Text passage
::::::::

Last updated: April 5, 2026

TLDR

Commercial cleaning averages ~200% annual employee turnover — 3-6x the national average. One in four new hires won't last a year. Replacing a single cleaner costs $1,000-$5,000 directly, up to $15,000-$20,000 fully loaded. For a 100-person company, that's $200,000-$500,000 per year in turnover costs. Best-in-class BSCs keep turnover at 28-40%.

DEFINITION

Annual Turnover Rate
The percentage of employees who leave a company over a 12-month period, calculated as (departures / average headcount) x 100. A turnover rate of 200% means a company replaces its entire workforce twice over in a year. Commercial cleaning averages near this figure industry-wide.

::::::::

Supplied data
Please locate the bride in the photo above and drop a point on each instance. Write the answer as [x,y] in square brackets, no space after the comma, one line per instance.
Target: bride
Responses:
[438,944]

::::::::

Complete the following
1. In the text about commercial cleaning turnover, what turnover range do best-in-class BSCs keep?
2. Transcribe part of the text about commercial cleaning turnover, starting at "Last updated: April" and ending at "turnover at 28-40%.".
The listing has no connection to the text about commercial cleaning turnover.

Answers to the problems
1. 28-40%.

2.
Last updated: April 5, 2026

TLDR

Commercial cleaning averages ~200% annual employee turnover — 3-6x the national average. One in four new hires won't last a year. Replacing a single cleaner costs $1,000-$5,000 directly, up to $15,000-$20,000 fully loaded. For a 100-person company, that's $200,000-$500,000 per year in turnover costs. Best-in-class BSCs keep turnover at 28-40%.